Excerpts of bounding box data:
+ + + + + + +

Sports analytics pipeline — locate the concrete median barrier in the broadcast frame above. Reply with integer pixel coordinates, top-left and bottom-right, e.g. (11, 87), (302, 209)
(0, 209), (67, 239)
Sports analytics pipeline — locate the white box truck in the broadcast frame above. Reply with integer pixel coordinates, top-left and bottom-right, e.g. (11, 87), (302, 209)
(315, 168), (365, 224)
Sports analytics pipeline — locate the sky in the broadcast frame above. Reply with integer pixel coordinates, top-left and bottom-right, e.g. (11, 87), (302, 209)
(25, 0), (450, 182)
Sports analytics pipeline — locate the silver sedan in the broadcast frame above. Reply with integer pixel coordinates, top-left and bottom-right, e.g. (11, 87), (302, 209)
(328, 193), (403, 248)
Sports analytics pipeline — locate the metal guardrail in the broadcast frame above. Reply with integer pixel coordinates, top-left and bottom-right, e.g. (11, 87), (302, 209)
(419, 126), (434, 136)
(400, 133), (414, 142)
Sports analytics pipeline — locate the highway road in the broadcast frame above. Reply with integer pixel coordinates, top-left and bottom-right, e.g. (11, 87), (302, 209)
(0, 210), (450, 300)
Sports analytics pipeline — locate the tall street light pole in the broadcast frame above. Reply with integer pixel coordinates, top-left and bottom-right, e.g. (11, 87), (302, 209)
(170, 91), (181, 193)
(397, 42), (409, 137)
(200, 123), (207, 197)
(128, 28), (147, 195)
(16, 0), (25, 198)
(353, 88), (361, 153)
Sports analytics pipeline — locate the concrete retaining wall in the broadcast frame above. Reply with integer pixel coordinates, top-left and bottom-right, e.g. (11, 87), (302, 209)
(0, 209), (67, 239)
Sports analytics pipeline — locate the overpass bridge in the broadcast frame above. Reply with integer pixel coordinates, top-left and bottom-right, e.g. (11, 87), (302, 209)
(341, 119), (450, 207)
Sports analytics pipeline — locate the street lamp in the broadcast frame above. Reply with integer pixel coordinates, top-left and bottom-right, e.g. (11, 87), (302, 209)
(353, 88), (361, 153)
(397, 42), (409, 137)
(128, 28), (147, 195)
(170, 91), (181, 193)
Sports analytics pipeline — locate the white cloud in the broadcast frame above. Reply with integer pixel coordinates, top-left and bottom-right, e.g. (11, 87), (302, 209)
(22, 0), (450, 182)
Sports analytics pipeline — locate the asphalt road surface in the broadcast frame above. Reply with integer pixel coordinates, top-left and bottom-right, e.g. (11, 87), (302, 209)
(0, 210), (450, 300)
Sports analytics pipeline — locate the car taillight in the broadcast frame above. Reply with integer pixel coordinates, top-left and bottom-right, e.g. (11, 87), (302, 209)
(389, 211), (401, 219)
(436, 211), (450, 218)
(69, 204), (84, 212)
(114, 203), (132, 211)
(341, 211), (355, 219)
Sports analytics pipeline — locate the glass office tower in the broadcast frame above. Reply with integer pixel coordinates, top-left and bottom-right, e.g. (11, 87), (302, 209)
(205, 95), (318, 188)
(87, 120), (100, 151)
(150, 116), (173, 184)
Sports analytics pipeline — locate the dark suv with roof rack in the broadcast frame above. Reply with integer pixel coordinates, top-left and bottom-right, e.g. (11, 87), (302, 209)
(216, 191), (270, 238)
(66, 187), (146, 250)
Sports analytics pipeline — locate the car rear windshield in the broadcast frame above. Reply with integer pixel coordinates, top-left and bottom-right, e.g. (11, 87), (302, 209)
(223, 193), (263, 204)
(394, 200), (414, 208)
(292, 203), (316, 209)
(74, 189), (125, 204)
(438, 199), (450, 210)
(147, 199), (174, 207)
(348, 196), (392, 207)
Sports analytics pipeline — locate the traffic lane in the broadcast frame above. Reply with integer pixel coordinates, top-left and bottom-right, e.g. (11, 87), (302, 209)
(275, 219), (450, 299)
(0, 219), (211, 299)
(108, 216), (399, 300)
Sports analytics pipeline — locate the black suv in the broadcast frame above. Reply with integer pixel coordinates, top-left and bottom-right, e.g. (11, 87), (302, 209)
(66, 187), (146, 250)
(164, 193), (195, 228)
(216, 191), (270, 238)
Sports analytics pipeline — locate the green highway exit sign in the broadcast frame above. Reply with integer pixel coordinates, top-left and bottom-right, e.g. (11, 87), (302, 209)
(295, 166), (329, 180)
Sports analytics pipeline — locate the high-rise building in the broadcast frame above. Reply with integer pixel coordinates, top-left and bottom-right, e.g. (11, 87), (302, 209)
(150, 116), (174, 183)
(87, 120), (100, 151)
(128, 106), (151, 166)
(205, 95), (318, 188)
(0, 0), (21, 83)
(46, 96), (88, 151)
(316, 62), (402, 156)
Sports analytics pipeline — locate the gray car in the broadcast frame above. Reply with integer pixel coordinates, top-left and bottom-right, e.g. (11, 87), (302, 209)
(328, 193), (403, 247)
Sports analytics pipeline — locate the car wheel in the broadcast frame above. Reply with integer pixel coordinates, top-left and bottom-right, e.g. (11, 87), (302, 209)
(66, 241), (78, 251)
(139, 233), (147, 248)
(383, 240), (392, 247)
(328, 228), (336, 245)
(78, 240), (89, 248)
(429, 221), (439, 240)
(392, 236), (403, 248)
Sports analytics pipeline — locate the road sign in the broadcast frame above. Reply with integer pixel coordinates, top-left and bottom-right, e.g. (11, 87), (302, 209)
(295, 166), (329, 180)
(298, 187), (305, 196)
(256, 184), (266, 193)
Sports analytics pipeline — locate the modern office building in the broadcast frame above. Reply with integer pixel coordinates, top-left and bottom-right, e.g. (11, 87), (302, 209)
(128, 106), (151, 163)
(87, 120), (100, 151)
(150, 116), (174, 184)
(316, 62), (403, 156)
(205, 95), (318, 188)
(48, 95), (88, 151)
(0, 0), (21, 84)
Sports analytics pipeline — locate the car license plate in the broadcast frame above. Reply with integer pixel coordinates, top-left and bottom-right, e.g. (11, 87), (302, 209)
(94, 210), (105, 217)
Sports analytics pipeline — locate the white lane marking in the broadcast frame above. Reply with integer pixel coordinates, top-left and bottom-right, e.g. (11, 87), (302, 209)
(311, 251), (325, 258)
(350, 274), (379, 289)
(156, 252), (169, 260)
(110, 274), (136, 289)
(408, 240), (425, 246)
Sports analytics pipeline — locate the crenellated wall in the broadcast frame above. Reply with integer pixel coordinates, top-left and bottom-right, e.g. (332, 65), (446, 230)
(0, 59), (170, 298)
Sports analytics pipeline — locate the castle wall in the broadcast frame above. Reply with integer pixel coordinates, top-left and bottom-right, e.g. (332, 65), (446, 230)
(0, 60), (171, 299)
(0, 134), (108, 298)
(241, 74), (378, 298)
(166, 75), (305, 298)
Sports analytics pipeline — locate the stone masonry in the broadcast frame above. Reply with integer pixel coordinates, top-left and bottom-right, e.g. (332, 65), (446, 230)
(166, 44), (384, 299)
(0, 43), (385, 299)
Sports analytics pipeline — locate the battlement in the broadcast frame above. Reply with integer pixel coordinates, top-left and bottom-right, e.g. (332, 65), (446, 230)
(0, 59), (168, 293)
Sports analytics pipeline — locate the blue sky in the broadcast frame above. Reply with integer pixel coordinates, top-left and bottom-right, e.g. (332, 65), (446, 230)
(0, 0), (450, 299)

+ + + + + + +

- **Your goal**: Gather every line from the items above that contains the word "lane".

- **Written reply**:
Sports analytics pipeline — locate the traffic lane in the broadcast frame above. Reply with integer pixel coordinates, top-left and bottom-right, e.g. (11, 87), (302, 209)
Sports analytics pipeline — locate the white lane marking in the broadcast frame above. Reply with integer pixel coordinates, top-left and bottom-right, e.g. (11, 87), (302, 209)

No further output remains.